*Aim of the task*: From the passage on oil and political power in Iraq, output word for word the part that opens with the words containing "In the oil age, the" and closes with "highly authoritarian economy.".

*Provided passage*:
--- --- ---
Oil was originally discovered in Iraq's Kirkuk in 1927 |
Oil reinforced
the exclusionary nature of political power in Iraq. The incomplete
modernization in Iraq has been characterized by the contradiction between the
state’s aggressive tendency to repress cultural diversity, and the increasing
exclusionary nature of the authority. While the state managed to achieve more
integration on the economic, military, and administrative levels, it was
becoming more discriminative on the political level, particularly in the most
authoritarian period (1968-2003). In this period, the elite sought to establish
a non-egalitarian nationalism; one that secured some kind of legitimacy while
maintains the exclusionary characteristics of the power structure. Such a
tendency was only possible by the transformation of the Iraqi economy as a
result of the growing dependency on oil, which provided those who controlled
the state with more autonomy from –and capacity to control- the civil society.
In the oil age, the transformation of Iraq into a post-rural society was
accelerated, re-enforcing a distorted modernization characterized by the mass
migration from an impoverished countryside, random urbanization, lack of
extensive industrialization, and a highly authoritarian economy.
The Ba’ath
regime’s authoritarianism and its internal transformation from a party-based
into a kinship-based authority were also affected by this change. The growing
revenue of oil made it easier for the governing elite to rule independently
from their own society and to disrupt the social dynamism via unprecedented
repressive policies. Authoritarian policies aimed to secure social
demobilization, particularly through a tacit exchange with the society, according
to which the government sought to guarantee a minimum level of social services
and employment while the latter would be reluctant from questioning its
political legitimacy. The financial capacity gained by the governing elites
allowed them to expand their patronage networks, thereby neutralizing some
important social forces. They were also functional in securing a protection for
the governing elites through loyalty-based relations that helped to infiltrate
civil society and to largely subordinate it.
--- --- ---
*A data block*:
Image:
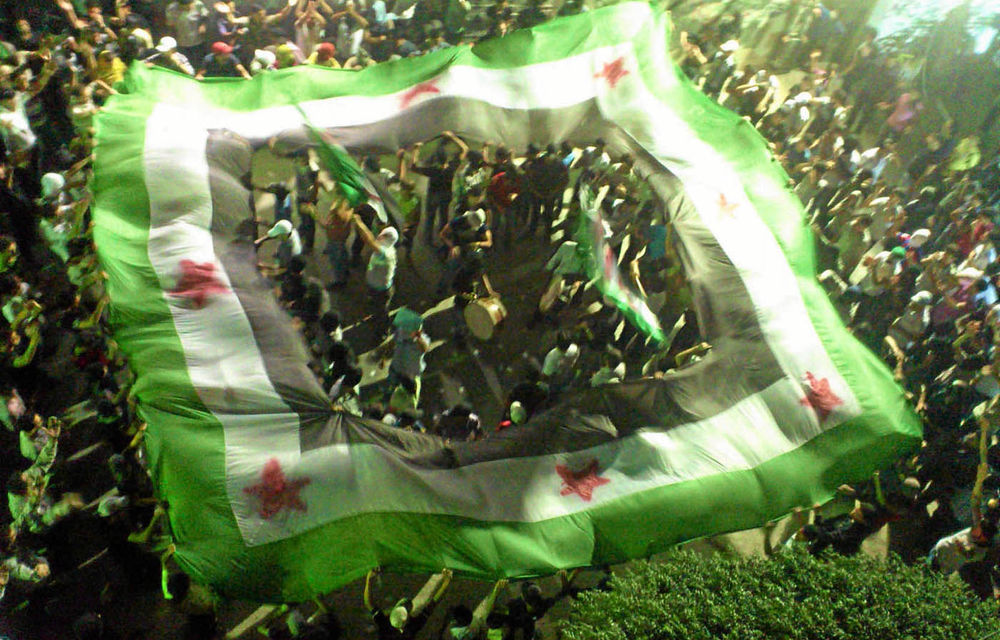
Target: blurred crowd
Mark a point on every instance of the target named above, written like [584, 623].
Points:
[901, 199]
--- --- ---
*Solution to the exercise*:
In the oil age, the transformation of Iraq into a post-rural society was
accelerated, re-enforcing a distorted modernization characterized by the mass
migration from an impoverished countryside, random urbanization, lack of
extensive industrialization, and a highly authoritarian economy.